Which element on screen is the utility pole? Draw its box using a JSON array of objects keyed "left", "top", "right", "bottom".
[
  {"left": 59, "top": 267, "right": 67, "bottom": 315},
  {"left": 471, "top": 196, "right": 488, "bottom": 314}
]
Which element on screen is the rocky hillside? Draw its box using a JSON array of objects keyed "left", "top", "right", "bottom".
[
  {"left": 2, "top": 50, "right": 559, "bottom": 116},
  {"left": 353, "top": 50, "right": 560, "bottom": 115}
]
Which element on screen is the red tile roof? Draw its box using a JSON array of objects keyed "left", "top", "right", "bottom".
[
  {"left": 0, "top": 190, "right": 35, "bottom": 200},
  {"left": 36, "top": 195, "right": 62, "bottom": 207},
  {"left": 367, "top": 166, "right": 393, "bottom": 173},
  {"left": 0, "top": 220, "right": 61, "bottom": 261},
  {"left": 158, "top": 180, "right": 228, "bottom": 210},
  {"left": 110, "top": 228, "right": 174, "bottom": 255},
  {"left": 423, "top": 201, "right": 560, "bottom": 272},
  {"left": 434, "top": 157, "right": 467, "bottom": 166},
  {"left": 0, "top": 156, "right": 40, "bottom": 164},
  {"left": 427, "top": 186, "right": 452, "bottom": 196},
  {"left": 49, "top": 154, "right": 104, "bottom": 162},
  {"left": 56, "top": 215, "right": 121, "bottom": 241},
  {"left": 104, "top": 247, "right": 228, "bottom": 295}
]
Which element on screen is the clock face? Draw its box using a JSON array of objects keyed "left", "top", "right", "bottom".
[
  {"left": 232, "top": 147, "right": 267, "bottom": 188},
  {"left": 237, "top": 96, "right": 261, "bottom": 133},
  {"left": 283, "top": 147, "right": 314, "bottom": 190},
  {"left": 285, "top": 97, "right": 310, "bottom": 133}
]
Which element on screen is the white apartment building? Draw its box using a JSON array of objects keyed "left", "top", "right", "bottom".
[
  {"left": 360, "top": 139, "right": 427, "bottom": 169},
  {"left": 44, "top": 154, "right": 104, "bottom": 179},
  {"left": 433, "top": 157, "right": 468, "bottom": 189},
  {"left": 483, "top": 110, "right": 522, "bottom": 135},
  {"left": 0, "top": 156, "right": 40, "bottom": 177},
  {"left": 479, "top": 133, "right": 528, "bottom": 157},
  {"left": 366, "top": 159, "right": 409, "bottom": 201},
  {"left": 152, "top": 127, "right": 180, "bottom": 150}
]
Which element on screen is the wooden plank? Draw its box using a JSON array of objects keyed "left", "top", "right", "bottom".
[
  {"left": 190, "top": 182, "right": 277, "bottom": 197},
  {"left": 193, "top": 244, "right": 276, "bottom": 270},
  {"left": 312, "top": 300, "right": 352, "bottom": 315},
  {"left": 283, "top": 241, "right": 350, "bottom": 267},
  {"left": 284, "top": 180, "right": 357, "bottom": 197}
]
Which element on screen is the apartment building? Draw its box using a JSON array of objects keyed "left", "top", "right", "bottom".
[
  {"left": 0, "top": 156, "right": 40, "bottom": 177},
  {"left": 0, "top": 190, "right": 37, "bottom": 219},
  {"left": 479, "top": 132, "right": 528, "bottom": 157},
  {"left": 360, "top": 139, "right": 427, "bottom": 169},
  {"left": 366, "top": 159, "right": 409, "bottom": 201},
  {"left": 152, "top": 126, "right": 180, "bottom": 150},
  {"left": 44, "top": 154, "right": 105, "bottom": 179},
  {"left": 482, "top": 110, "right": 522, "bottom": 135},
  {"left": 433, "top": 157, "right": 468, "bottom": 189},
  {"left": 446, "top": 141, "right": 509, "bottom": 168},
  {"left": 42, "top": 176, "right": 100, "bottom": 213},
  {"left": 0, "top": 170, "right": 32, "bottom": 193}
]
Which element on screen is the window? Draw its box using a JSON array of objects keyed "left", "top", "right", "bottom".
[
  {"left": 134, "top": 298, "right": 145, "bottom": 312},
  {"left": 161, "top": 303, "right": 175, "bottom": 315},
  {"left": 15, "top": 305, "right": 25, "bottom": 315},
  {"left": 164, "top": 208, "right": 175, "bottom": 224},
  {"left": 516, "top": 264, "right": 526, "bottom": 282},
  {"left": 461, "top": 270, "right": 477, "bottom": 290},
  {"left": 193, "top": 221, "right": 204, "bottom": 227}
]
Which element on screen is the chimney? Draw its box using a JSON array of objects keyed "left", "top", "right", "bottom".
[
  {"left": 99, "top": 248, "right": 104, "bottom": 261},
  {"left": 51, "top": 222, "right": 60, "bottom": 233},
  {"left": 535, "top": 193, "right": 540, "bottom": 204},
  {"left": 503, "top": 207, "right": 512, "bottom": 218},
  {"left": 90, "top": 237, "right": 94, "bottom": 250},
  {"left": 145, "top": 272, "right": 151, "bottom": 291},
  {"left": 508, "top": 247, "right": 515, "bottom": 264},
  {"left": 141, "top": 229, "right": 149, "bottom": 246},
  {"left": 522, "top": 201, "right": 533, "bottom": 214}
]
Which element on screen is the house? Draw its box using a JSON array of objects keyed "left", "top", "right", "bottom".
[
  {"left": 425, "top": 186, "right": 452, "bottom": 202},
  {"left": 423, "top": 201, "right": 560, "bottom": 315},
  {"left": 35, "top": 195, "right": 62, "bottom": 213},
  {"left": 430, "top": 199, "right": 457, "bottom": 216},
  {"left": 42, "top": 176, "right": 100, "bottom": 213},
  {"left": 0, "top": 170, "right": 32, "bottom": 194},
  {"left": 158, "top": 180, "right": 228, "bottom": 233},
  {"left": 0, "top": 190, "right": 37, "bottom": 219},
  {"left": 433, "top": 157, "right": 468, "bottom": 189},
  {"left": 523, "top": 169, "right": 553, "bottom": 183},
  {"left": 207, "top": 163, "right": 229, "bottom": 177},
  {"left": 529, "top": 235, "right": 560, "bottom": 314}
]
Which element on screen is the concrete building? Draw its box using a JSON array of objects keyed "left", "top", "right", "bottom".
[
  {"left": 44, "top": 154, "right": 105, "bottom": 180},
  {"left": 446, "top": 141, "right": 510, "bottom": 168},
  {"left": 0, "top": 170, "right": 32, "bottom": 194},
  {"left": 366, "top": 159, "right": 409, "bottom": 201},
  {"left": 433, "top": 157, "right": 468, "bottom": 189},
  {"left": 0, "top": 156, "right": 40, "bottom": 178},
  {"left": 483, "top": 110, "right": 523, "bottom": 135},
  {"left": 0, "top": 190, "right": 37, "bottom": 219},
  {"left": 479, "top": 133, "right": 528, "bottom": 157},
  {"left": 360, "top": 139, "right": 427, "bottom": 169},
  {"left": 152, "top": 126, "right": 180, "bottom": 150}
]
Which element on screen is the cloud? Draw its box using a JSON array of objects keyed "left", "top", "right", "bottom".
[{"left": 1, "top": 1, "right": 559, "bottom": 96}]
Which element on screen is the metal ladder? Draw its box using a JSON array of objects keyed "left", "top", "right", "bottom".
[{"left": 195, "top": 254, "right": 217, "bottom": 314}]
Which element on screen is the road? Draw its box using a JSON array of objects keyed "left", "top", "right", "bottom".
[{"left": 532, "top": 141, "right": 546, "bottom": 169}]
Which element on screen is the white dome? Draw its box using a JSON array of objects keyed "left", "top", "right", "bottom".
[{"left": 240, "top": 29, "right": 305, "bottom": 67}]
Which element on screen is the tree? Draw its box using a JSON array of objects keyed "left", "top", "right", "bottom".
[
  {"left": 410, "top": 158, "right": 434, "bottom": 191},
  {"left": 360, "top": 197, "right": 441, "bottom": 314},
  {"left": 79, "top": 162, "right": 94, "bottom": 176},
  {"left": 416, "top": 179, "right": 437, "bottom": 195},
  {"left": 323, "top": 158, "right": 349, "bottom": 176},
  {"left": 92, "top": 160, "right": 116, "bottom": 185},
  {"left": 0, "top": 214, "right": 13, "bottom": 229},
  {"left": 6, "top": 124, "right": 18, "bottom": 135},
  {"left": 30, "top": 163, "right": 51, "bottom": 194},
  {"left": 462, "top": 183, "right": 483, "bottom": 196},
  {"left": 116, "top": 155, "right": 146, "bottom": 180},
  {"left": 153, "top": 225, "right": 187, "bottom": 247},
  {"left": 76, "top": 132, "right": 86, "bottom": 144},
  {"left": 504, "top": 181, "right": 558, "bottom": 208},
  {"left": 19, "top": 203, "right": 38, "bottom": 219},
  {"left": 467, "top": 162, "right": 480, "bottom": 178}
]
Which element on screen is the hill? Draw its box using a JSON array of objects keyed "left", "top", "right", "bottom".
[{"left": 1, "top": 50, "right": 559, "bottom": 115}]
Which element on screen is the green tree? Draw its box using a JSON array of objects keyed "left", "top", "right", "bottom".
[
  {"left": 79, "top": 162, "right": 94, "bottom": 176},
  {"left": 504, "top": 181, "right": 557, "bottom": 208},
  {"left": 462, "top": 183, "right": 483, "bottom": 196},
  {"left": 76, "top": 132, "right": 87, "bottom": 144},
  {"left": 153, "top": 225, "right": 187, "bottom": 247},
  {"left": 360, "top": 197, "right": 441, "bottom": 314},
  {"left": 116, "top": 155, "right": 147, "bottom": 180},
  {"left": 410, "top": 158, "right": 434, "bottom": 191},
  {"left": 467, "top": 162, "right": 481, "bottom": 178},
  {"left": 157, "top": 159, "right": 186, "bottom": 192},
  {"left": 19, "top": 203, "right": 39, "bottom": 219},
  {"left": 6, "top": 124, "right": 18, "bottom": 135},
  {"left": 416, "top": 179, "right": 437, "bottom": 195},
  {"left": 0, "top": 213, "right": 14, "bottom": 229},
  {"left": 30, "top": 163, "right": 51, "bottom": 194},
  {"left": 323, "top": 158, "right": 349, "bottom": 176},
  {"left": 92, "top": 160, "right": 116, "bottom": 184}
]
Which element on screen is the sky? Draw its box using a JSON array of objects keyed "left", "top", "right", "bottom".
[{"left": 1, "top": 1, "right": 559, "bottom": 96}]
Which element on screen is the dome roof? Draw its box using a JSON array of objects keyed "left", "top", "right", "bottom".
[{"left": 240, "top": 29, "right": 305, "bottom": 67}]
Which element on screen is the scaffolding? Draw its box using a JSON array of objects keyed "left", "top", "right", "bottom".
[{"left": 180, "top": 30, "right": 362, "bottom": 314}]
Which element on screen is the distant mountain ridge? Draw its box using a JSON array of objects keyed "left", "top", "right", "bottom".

● ● ●

To do | Please return every line from the one that contains "Which element on screen is the dome" through the end of the entries, exactly, leaving out all others.

Solution for this problem |
Which element on screen is the dome roof? Draw its box using a JSON array of objects keyed "left", "top", "right", "bottom".
[{"left": 240, "top": 29, "right": 305, "bottom": 67}]
Which element on screen is the scaffolding? Draw its box using a JSON array of objects keyed "left", "top", "right", "bottom".
[{"left": 180, "top": 30, "right": 362, "bottom": 314}]
Which element on screen is the distant mountain ridge? Draw its box using a JSON array of objects keyed "left", "top", "right", "bottom".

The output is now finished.